** Start of EXTRACTED DATA **

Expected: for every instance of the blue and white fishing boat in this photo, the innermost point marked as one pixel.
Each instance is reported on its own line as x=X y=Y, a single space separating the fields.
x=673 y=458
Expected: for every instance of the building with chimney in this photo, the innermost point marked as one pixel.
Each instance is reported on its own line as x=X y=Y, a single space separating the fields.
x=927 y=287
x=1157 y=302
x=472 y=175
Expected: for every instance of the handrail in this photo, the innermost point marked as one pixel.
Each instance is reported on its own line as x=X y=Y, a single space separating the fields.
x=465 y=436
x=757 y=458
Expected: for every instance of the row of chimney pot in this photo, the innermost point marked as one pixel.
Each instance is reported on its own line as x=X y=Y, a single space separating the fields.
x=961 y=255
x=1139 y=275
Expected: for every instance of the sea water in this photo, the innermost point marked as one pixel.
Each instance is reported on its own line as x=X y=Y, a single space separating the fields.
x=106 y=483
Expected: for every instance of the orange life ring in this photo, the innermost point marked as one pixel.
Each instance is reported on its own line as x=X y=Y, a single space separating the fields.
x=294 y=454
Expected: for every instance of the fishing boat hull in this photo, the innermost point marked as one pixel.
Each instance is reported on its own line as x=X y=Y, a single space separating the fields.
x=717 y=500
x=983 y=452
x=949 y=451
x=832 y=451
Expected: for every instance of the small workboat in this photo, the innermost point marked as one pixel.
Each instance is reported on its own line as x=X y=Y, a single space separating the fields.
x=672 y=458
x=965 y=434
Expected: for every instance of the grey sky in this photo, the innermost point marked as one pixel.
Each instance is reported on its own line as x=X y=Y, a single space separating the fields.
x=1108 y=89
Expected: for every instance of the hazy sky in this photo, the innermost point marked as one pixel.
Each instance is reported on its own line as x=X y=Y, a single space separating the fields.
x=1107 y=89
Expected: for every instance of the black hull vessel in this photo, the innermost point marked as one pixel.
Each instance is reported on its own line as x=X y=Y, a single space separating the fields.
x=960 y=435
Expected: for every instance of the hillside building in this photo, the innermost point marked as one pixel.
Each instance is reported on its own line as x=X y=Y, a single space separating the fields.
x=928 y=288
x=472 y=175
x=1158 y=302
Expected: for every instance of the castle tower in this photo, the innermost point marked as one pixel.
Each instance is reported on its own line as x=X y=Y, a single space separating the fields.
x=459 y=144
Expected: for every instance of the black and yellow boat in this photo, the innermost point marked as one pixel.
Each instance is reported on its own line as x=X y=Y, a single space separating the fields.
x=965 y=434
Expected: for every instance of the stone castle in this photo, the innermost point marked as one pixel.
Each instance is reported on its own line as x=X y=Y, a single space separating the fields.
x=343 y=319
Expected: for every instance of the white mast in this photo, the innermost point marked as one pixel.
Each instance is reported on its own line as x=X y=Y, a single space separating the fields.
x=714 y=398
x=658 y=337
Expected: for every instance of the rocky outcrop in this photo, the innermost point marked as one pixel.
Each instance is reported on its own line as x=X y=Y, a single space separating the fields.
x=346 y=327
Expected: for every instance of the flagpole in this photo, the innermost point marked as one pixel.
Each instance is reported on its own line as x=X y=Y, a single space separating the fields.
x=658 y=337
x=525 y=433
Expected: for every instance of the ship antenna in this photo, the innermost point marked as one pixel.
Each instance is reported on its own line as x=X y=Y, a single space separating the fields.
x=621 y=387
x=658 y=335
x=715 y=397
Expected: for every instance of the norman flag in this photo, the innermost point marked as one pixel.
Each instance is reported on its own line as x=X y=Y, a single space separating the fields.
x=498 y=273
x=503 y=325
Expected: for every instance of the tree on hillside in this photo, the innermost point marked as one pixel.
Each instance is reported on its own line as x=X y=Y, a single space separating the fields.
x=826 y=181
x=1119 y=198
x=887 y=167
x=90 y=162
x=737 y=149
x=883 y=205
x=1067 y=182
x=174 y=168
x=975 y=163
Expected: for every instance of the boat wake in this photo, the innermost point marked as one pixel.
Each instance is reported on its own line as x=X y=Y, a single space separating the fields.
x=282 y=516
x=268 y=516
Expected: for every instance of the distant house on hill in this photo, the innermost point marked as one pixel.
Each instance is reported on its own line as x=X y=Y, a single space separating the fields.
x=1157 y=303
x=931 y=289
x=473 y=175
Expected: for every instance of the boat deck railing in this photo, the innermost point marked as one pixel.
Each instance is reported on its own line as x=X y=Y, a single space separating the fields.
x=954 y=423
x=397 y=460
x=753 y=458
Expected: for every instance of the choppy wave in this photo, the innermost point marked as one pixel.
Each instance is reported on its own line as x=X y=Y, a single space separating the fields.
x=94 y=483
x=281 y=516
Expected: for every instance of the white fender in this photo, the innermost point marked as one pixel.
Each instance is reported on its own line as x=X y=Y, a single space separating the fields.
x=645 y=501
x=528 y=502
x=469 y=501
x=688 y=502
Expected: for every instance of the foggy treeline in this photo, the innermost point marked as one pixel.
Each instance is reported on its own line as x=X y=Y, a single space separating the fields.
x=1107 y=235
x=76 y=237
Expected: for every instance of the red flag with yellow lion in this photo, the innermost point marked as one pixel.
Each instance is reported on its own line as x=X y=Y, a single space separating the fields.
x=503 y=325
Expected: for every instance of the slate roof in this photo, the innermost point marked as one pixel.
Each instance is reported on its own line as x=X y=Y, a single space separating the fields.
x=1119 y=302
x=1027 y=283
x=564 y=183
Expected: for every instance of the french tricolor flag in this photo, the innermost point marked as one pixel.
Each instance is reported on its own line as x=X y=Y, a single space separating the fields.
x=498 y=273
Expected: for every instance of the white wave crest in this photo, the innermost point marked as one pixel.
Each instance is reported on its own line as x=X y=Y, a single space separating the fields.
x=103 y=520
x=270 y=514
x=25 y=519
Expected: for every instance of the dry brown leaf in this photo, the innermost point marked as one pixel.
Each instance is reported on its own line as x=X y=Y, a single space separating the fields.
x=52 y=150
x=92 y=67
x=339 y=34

** End of EXTRACTED DATA **

Can you rewrite the lines from the one containing "Expected: for every instance of the orange" to the one containing "x=832 y=451", both included, as a JSON list of strings, one string per line, leaving out any blank lines?

[
  "Expected: for every instance of the orange life ring in this photo, the innermost point marked as one pixel.",
  "Each instance is reported on its own line as x=X y=Y, a single space separating the fields.",
  "x=294 y=454",
  "Expected: for every instance of the fishing boat hull in this photo, the innermost point marked as one pixel.",
  "Each instance is reported on its own line as x=X y=Y, a single space separating the fields.",
  "x=717 y=500",
  "x=983 y=452",
  "x=949 y=451",
  "x=832 y=451"
]